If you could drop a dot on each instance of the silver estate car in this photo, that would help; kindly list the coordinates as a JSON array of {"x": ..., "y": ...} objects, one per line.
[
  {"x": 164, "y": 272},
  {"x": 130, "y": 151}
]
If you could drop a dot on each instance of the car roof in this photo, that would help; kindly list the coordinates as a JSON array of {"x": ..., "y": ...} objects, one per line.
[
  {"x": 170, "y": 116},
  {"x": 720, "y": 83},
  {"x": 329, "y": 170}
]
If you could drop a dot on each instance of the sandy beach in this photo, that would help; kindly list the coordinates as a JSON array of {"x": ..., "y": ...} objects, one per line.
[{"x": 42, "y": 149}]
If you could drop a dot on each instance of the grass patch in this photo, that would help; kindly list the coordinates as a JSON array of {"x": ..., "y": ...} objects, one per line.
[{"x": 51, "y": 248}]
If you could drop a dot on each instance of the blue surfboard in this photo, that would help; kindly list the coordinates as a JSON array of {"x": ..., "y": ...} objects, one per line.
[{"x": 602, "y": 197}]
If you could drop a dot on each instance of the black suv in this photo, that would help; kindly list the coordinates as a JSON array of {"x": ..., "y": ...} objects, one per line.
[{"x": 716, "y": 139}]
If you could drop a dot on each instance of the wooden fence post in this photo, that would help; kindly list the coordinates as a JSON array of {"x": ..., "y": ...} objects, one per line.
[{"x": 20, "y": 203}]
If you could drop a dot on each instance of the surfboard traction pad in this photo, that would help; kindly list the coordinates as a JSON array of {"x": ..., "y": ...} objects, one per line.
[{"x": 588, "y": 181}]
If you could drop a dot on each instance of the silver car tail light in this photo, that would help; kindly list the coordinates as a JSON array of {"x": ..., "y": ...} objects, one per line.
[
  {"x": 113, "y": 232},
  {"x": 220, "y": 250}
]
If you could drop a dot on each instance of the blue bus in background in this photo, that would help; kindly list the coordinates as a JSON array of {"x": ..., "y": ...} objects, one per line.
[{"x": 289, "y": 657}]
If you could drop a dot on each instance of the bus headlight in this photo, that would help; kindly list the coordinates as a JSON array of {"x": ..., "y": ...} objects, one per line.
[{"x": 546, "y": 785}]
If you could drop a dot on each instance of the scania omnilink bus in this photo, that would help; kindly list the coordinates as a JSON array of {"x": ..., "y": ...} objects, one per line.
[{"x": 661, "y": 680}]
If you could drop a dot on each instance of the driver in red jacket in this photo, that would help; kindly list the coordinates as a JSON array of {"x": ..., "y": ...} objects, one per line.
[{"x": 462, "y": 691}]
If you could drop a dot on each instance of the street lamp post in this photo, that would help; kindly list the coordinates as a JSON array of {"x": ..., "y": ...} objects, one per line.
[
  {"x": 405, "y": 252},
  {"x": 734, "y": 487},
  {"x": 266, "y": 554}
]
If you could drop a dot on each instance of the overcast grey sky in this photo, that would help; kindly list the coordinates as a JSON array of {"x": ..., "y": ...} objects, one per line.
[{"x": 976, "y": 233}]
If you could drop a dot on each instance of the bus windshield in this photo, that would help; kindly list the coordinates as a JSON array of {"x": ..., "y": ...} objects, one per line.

#### Stated task:
Repeat all the entries word for word.

#### Solution below:
If you could drop a dot on each instance of the silver estate car in this photo, that would help; kindly list the coordinates as a JSON array of {"x": ..., "y": ...} objects, one per line.
[
  {"x": 164, "y": 272},
  {"x": 130, "y": 151}
]
If you could drop a dot on each instance of the car roof in this photo, that would help; kindly list the coordinates as a JSON array of {"x": ..., "y": ...} objects, one per line.
[
  {"x": 170, "y": 116},
  {"x": 720, "y": 83},
  {"x": 329, "y": 170}
]
If you could drop a dot on each instance of the sandy beach in this photo, that would help; kindly list the coordinates as a JSON array of {"x": ..., "y": ...} objects, one per line.
[{"x": 42, "y": 149}]
If you could drop a dot on each instance of the grass patch in this photo, that would help; kindly list the coordinates as a JSON array of {"x": ..., "y": ...} objects, one per line.
[{"x": 51, "y": 248}]
If you could drop a dot on each instance of the blue surfboard in this photo, that would help; kindly list the coordinates as a JSON array of {"x": ..., "y": ...} objects, one per line.
[{"x": 602, "y": 197}]
If you could drop a dot on each instance of the black suv in this photo, that would help; kindly list the coordinates as a JSON array of {"x": ..., "y": ...} objects, one per line.
[{"x": 716, "y": 139}]
If you could drop a dot on each instance of the wooden fence post in this photo, that would help; kindly list the coordinates as a JSON array of {"x": ..., "y": ...} objects, one per line.
[{"x": 20, "y": 203}]
If you could drop a dot on each instance of the surfboard traction pad in this photo, that would help; kindly list the coordinates as a JSON array of {"x": ..., "y": ...} objects, one per line.
[{"x": 588, "y": 181}]
If you could drop a dot on each instance of the silver car tail light in this photo, that would help; kindly list the coordinates as a JSON array of {"x": ..., "y": ...} objects, one per line.
[
  {"x": 113, "y": 232},
  {"x": 220, "y": 250}
]
If you could drop a dot on each instance of the blue bus in background in this photo, that would help; kindly list the coordinates as a JSON array of {"x": ..., "y": ...} objects, one per line.
[{"x": 289, "y": 657}]
If you could drop a dot on each instance of the bus headlight in this photo, that would help; kindly list the coordinates as a JSON array of {"x": ..., "y": ...} objects, one per line.
[{"x": 546, "y": 785}]
If you could drop a dot on each instance of the scania omnilink bus in this photo, that would help; kindly list the coordinates as a JSON array of {"x": ..., "y": ...} objects, one per line.
[{"x": 661, "y": 680}]
If you could drop a dot on each instance of the driver in red jacket in this photo, that would help; kindly list the coordinates as a JSON array of {"x": ..., "y": ...} objects, one per line.
[{"x": 462, "y": 691}]
If you could drop a dot on each instance of the street lamp post in this photo, that would help; kindly list the coordinates as a JSON array of {"x": ..., "y": ...} objects, one per line.
[
  {"x": 405, "y": 252},
  {"x": 734, "y": 487},
  {"x": 266, "y": 554}
]
If you could drop a dot on each instance of the overcast grey sky in this photo, that would help; kindly list the coordinates as a JSON array of {"x": ..., "y": ...} objects, one per line.
[{"x": 976, "y": 233}]
If you could drop a dot on each instance of the bus windshield in this photo, that would help; kindly list the coordinates as a JSON array of {"x": ..., "y": ...} objects, one per line.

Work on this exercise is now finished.